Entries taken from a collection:
+++++
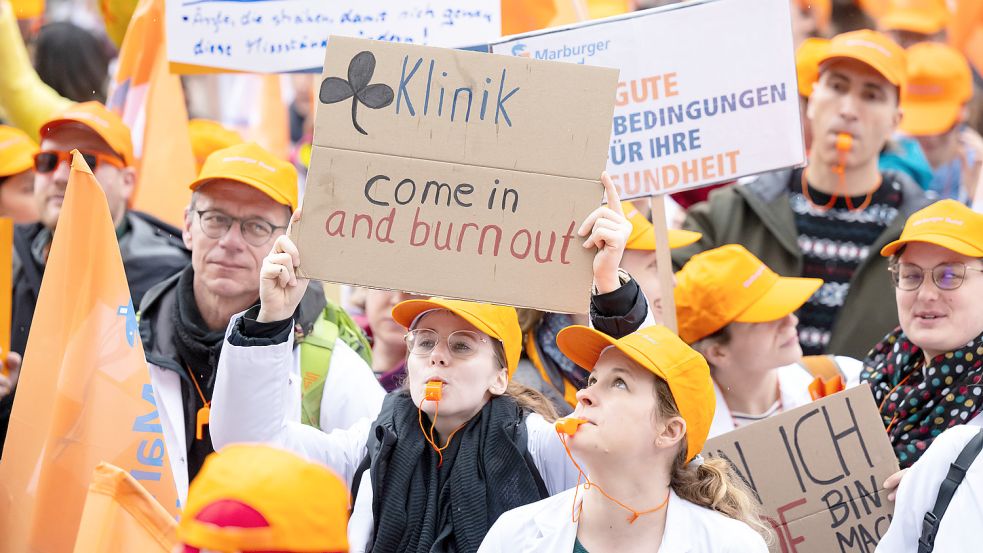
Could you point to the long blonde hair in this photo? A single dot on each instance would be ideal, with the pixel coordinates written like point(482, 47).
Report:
point(713, 484)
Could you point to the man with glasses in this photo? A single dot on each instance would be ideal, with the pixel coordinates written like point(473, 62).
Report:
point(242, 200)
point(151, 249)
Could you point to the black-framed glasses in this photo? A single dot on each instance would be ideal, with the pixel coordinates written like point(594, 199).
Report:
point(256, 231)
point(946, 276)
point(461, 343)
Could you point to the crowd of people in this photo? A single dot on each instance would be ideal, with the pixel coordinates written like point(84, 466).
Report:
point(452, 425)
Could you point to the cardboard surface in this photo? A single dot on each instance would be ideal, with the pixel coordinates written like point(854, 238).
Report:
point(279, 36)
point(707, 91)
point(817, 472)
point(438, 202)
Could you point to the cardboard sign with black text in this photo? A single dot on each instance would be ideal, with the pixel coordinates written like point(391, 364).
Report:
point(454, 173)
point(817, 472)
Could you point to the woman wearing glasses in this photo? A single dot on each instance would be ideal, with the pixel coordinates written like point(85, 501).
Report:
point(927, 375)
point(459, 446)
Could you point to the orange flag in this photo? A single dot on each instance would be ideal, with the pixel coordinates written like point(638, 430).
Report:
point(120, 516)
point(151, 102)
point(84, 395)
+++++
● WORK TO COMPLETE: Print the line that contains "Could you point to the crowd", then every later line of the entries above up to and including the last, all exactly as written.

● FINISHED TASK:
Could you point to the crowd of people in this photo? A single dot on each instance would be ideal, with the pixel coordinates written like point(84, 466).
Report:
point(452, 425)
Could you point to the cardboard surface in this photo? A single dot on each instance would be ideal, with the pixel coordinates written like point(854, 238).
Report:
point(279, 36)
point(707, 91)
point(817, 472)
point(438, 202)
Could you point to the cardboard sign with black text in this photo? A single dot on each instance would be ideal, with the pixel coordinates written like point(391, 364).
Report:
point(454, 173)
point(817, 472)
Could you point to the woman wearing glasses in this photo? A single dot on each instance would be ideal, with the pixel coordinates written like point(85, 501).
Report:
point(927, 375)
point(459, 446)
Could you point to the orange flag in this photo? A single dot on each instance would be ideal, with the pixel coordinates written like point(638, 430).
Report:
point(120, 516)
point(151, 102)
point(84, 395)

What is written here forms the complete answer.